Extracted records
* * *
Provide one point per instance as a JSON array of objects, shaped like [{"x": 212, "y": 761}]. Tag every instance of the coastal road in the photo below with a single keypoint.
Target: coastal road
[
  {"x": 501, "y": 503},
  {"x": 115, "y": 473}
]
* * *
Assignment
From the first line to the last, retype the material exactly.

Exercise answer
Provide one point per instance as a JSON array of objects, shaped like [{"x": 212, "y": 761}]. Tag every instance of the coastal road in the photo below with a single keypoint.
Target: coastal road
[
  {"x": 501, "y": 503},
  {"x": 115, "y": 473}
]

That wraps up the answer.